(EXTRACTED ENTRIES):
+ + + + + + +

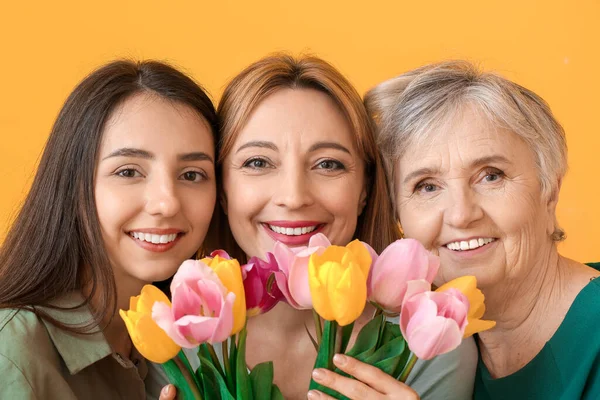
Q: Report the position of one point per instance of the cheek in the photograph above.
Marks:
(115, 206)
(200, 207)
(419, 224)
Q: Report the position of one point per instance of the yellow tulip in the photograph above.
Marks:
(338, 282)
(230, 274)
(150, 340)
(468, 286)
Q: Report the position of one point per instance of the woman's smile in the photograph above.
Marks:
(293, 233)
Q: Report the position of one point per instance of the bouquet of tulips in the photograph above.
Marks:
(212, 297)
(337, 282)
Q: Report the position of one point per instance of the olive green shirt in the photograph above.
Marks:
(41, 361)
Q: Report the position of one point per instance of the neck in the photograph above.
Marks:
(115, 331)
(527, 309)
(530, 292)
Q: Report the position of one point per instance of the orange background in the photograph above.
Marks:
(552, 47)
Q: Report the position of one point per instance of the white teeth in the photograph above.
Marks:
(469, 245)
(152, 238)
(292, 231)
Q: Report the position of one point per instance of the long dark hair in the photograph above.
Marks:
(56, 233)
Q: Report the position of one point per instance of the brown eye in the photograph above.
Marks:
(331, 165)
(256, 163)
(193, 176)
(128, 173)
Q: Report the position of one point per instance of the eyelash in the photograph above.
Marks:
(338, 166)
(247, 163)
(488, 172)
(137, 174)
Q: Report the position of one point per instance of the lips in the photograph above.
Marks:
(156, 240)
(469, 244)
(292, 232)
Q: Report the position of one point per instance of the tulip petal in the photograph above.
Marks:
(361, 254)
(319, 240)
(284, 257)
(350, 295)
(282, 283)
(163, 316)
(477, 325)
(153, 343)
(298, 283)
(434, 336)
(187, 301)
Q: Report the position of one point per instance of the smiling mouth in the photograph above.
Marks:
(154, 238)
(471, 244)
(293, 231)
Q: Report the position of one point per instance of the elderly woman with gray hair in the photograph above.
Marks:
(475, 163)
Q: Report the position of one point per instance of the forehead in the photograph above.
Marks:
(149, 121)
(302, 115)
(461, 138)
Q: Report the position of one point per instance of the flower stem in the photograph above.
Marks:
(225, 351)
(318, 327)
(215, 359)
(409, 366)
(179, 376)
(377, 313)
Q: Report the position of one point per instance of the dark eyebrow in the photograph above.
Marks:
(196, 156)
(138, 153)
(478, 162)
(328, 145)
(258, 143)
(130, 152)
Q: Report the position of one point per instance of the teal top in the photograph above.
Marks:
(567, 367)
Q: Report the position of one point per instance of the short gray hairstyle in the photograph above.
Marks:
(407, 109)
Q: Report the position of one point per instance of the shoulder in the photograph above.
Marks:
(24, 344)
(450, 376)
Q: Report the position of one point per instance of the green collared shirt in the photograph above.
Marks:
(41, 361)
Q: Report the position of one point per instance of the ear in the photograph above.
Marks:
(551, 204)
(223, 201)
(363, 200)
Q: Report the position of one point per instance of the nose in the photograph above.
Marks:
(293, 189)
(463, 208)
(161, 197)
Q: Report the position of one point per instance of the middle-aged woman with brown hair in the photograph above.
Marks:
(476, 164)
(298, 156)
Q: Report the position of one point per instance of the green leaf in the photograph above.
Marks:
(390, 332)
(242, 379)
(325, 354)
(213, 383)
(261, 377)
(276, 393)
(176, 377)
(345, 338)
(388, 356)
(366, 341)
(187, 364)
(232, 356)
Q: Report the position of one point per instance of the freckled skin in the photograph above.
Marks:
(290, 182)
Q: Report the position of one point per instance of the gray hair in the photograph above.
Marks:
(408, 108)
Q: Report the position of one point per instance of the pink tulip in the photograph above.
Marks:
(433, 323)
(402, 261)
(256, 278)
(292, 277)
(202, 307)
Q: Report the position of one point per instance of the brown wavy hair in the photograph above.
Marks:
(247, 90)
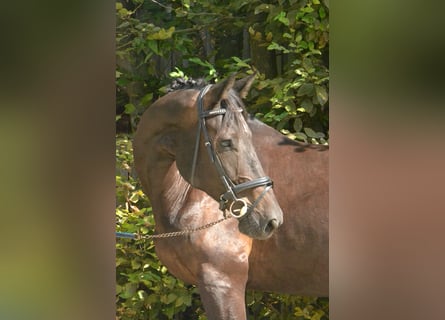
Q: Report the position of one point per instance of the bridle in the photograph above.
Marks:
(238, 207)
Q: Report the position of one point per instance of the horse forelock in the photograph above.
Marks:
(234, 116)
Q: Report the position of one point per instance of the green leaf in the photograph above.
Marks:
(282, 18)
(322, 95)
(161, 34)
(129, 108)
(153, 45)
(262, 8)
(322, 13)
(305, 90)
(310, 133)
(298, 124)
(307, 105)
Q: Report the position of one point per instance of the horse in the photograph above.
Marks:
(274, 230)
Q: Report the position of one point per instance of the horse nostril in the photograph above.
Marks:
(272, 225)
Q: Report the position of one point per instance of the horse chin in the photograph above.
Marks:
(251, 226)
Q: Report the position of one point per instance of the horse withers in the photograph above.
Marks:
(221, 260)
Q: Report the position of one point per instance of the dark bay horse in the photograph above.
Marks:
(248, 252)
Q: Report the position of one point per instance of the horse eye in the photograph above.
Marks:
(226, 143)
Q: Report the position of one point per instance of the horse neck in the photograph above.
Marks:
(168, 195)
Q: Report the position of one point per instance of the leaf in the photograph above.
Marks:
(153, 45)
(262, 8)
(305, 90)
(310, 133)
(282, 18)
(298, 124)
(322, 13)
(129, 108)
(307, 105)
(161, 34)
(321, 94)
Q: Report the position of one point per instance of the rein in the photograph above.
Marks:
(136, 236)
(238, 207)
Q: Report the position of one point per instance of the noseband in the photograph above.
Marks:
(238, 207)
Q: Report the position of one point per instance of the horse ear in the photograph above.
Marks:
(219, 91)
(243, 85)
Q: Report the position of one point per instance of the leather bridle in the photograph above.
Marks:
(238, 207)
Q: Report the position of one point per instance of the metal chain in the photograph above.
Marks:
(180, 233)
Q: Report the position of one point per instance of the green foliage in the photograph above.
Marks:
(296, 102)
(287, 45)
(144, 288)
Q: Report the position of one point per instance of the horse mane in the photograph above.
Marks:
(231, 103)
(186, 83)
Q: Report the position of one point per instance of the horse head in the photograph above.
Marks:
(222, 160)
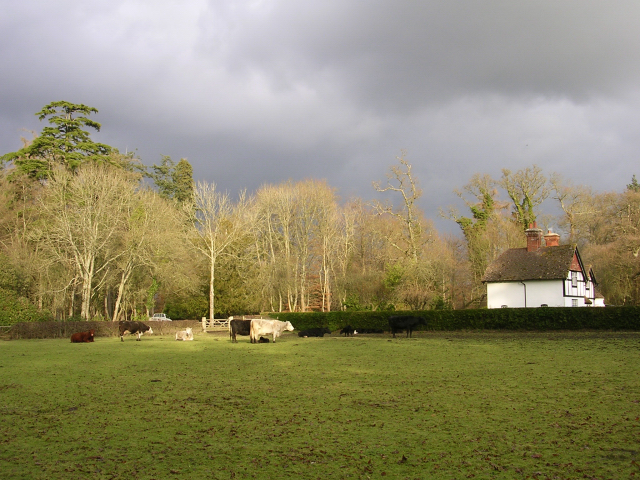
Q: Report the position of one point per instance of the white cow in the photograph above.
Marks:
(185, 334)
(268, 327)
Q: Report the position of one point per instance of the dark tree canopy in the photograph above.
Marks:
(64, 142)
(174, 181)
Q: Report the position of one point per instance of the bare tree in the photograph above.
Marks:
(82, 215)
(401, 180)
(527, 189)
(577, 204)
(218, 223)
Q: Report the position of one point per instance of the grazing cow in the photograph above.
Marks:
(82, 337)
(398, 323)
(185, 334)
(266, 327)
(314, 332)
(133, 327)
(371, 330)
(239, 327)
(348, 330)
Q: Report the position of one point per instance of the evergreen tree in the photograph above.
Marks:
(63, 143)
(174, 181)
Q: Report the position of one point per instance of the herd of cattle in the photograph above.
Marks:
(256, 328)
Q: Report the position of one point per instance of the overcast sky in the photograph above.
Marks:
(262, 91)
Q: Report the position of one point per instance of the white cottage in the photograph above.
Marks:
(552, 275)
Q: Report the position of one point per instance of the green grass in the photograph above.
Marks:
(442, 405)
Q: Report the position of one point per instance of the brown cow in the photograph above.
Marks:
(82, 337)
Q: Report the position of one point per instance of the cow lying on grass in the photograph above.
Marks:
(398, 323)
(314, 332)
(133, 327)
(370, 330)
(268, 327)
(238, 327)
(185, 334)
(348, 330)
(82, 337)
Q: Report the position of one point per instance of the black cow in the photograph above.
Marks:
(239, 327)
(314, 332)
(133, 327)
(348, 330)
(398, 323)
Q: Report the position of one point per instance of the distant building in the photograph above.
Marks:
(552, 275)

+ + + + + + +

Starting from the line containing "bare tree in the photograph above.", repeat each line through the end of the entries, exactly.

(EXERCISE SOLUTION):
Q: Report the position of one point per instance of the bare tree in the photograph above.
Marks:
(82, 215)
(401, 180)
(527, 189)
(577, 204)
(218, 223)
Q: Report the position of one point per instance of the grazing cow in the photograph above.
Marks:
(82, 337)
(398, 323)
(185, 334)
(266, 327)
(314, 332)
(133, 327)
(371, 330)
(239, 327)
(348, 330)
Q: Report the position of one point per instance of the evergreen tree in the photograph above.
Marks:
(63, 143)
(174, 181)
Q: Report the position of one point per instance of the herd of cattle in the photograph above.
Marks:
(256, 328)
Q: Report the position of one point per instance of the overcast sky in the photograph above.
Marks:
(262, 91)
Q: Report the position of one point per instance of the white cottage in the photograph above.
Marks:
(552, 275)
Q: Report the position of one point per instance of the green grass in the photograph above.
Marks:
(442, 405)
Q: Report the position of one point per instance of the brown cow in the photograph above.
Marks:
(82, 337)
Q: Report the position of one point per instance of the cow lying on grass in the photograph above.
Marks:
(398, 323)
(314, 332)
(133, 327)
(370, 330)
(268, 327)
(238, 327)
(185, 334)
(348, 330)
(82, 337)
Q: Report the position of one point per instance of the black cow in the photograph above.
Marks:
(239, 327)
(314, 332)
(133, 327)
(348, 330)
(398, 323)
Q: Report the position of one point per instance of the distant building in the photograph above.
Marks:
(552, 275)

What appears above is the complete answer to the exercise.